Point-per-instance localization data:
········

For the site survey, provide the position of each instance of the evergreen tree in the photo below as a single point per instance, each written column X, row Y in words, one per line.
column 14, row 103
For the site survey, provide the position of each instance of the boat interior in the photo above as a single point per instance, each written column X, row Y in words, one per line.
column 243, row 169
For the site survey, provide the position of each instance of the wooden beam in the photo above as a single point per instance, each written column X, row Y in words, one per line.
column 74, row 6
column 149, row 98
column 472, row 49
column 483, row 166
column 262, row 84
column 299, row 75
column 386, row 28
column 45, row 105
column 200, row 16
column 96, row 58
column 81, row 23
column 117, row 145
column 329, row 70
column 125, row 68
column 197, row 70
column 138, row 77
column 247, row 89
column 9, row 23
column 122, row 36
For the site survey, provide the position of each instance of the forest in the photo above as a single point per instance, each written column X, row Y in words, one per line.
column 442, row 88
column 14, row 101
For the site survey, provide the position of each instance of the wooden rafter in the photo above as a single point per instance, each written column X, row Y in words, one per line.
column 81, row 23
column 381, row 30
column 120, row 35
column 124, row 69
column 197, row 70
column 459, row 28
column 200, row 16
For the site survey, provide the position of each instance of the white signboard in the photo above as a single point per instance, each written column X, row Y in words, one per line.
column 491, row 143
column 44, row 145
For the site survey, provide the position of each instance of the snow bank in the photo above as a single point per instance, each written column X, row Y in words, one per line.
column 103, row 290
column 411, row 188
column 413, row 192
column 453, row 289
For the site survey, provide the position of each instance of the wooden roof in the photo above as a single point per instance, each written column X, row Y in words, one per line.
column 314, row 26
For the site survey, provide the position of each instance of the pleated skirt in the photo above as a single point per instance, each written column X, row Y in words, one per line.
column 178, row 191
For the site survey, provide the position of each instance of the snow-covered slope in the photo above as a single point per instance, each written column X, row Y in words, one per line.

········

Exactly as shown, give every record again.

For the site survey, provide the position of each instance of the evergreen tree in the photo below as a single point per instance, each written column X, row Y in words, one per line.
column 14, row 103
For the site survey, provide the position of each instance of the boat interior in the photo above as a single point per instance, each written column X, row Y in words, one per line.
column 243, row 169
For the site survey, provide the position of each instance of the wooden beam in the photo above as a single point per instance, each written column X, row Y in words, one per line.
column 74, row 6
column 149, row 98
column 472, row 49
column 483, row 166
column 262, row 84
column 299, row 75
column 386, row 28
column 45, row 105
column 200, row 16
column 96, row 58
column 81, row 23
column 117, row 145
column 329, row 70
column 125, row 68
column 197, row 70
column 138, row 77
column 247, row 89
column 9, row 23
column 122, row 36
For the site survey, provide the position of each instance of the forest in the photo above as a single point per instance, each written column X, row Y in words, one per line.
column 442, row 88
column 14, row 101
For the site survey, provide the position of each instance of the wooden rafter in the photo above as a single point per instance, each written column X, row Y in words, one per line.
column 81, row 23
column 381, row 30
column 120, row 35
column 124, row 69
column 197, row 70
column 459, row 28
column 200, row 16
For the site survey, provide the position of each instance of the white signboard in the photo above as a single point per instance, each written column X, row Y in words, one per line.
column 491, row 143
column 44, row 145
For the site survey, provide the position of each instance of the snow bank in the photo above as a single point per instance, each written column X, row Y in words, one per line.
column 103, row 290
column 411, row 188
column 413, row 192
column 453, row 289
For the site survey, provide the position of each instance of the wooden roof in the photo above as a single point per instance, each written column X, row Y in words, one per line.
column 314, row 26
For the site survey, provide the position of each instance of the pleated skirt in the photo above as a single point per instance, each written column X, row Y in words, one per line.
column 178, row 191
For the site survey, provide the position of each instance of the snow-covered slope in the photo above as a single point per instance, each written column X, row Y in words, one per line.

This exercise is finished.